** Opening Selected extract block **

There are the young collegians who come down in reading parties; the group of Bohemian artists, if the place be picturesque and not too far from London; the curate; and the new doctor, fresh from the hospitals, who has to make his practice out of the poorer and more outlying clientèle of the old and established practitioners of the place. But collegians do not marry, and long engagements are proverbially hazardous; Bohemian artists are even less likely than they to trouble the surrogate; and the curate and the doctor can at the best marry only one apiece of the many who are waiting. The family keeps neither carriages nor horses, so that the longest tether to which life can be carried, with the house for the stake, is simply the three or four miles which the girls can walk out and back. And the visiting list is necessarily comprised within this circle. There is then, absolutely nothing to occupy nor to interest. The whole day is spent in playing over old music, in needlework, in a little desultory reading, such as is supplied by the local book society; all without other object than that of passing the time. The girls have had nothing like a thorough education in anything; they are not specially gifted, and what brains they have are dormant and uncultivated. There is not even enough housework to occupy their time, unless they were to send away the servants. Besides, domestic work of an active kind is vulgar, and gentlemen and gentlewomen do not allow their daughters to do it. They may help in the housekeeping; which means merely giving out the week's supplies on Monday and ordering the dinner on other days, and which is not an hour's occupation in the week; and they can do a little amateur spudding and raking among the flower-beds when the weather is fine, if they care for the garden; and they can do a great deal of walking if they are strong; and this is all that they can do. There they are, four or five well-looking girls perhaps, of marriageable age, fairly healthy and amiable, and with just so much active power as would carry them creditably through any work that was given them to do, but with not enough originative energy to make them create work for themselves out of nothing.

** Closing Selected extract block **

# What you have to do
Please give the distance from the house that limits the family's outings and visiting list, according to the excerpt above.

** Opening Source data block **

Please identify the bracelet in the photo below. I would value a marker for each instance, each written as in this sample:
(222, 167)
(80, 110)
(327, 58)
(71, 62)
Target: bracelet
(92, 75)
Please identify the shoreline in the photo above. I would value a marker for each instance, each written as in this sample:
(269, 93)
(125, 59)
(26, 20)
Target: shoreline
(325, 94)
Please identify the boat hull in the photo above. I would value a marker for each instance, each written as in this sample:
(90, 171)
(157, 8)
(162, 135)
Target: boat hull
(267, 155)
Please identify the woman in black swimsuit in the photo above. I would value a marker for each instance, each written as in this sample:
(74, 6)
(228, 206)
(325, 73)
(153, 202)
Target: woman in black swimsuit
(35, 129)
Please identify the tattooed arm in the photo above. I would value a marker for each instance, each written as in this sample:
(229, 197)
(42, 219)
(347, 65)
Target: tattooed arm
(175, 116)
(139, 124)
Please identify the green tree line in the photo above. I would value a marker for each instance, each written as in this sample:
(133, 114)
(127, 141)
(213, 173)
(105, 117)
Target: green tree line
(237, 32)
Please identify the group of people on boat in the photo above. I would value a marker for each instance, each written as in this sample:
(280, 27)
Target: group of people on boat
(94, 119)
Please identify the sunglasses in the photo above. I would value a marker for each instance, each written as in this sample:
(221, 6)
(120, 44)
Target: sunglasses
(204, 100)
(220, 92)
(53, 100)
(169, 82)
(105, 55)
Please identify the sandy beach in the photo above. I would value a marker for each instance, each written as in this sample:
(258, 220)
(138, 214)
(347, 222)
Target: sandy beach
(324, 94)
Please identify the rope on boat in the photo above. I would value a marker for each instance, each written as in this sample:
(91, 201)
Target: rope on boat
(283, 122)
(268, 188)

** Closing Source data block **

# Answer to this problem
Three or four miles, which is as far as the girls can walk out and back.